*What you should do*. Pick out each line of the data below that contains the string "Target" and copy it in full.

Labeled point records:
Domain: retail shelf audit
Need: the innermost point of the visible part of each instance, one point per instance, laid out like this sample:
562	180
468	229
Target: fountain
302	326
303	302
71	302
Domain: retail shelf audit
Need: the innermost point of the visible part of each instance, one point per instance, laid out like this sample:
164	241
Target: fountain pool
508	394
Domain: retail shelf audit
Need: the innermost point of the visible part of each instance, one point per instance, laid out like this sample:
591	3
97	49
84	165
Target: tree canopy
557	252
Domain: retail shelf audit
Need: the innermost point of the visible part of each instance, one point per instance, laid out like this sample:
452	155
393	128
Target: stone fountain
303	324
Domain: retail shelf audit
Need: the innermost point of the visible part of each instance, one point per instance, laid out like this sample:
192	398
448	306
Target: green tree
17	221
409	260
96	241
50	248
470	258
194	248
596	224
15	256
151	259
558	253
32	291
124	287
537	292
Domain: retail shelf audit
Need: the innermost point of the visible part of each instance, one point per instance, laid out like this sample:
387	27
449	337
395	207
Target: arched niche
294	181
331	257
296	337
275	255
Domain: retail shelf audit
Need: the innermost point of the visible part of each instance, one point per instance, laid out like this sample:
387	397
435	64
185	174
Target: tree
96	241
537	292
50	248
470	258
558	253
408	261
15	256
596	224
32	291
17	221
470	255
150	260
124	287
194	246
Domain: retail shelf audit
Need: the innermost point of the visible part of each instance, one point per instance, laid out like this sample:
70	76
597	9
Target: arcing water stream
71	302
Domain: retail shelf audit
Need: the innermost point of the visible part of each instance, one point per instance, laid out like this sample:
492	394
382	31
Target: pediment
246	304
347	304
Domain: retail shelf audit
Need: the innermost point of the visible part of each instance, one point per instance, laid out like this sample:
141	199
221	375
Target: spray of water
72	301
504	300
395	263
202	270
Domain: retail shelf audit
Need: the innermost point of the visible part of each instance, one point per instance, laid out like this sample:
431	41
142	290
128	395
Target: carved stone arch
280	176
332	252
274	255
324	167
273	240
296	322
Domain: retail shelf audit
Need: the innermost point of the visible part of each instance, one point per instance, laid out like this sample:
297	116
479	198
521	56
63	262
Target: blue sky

*Task solution*.
Target: fountain
Target: fountain pool
Target: tree canopy
Target: stone fountain
Target: green tree
Target: arched niche
Target: tree
Target: arcing water stream
Target: pediment
Target: spray of water
Target: carved stone arch
Target: blue sky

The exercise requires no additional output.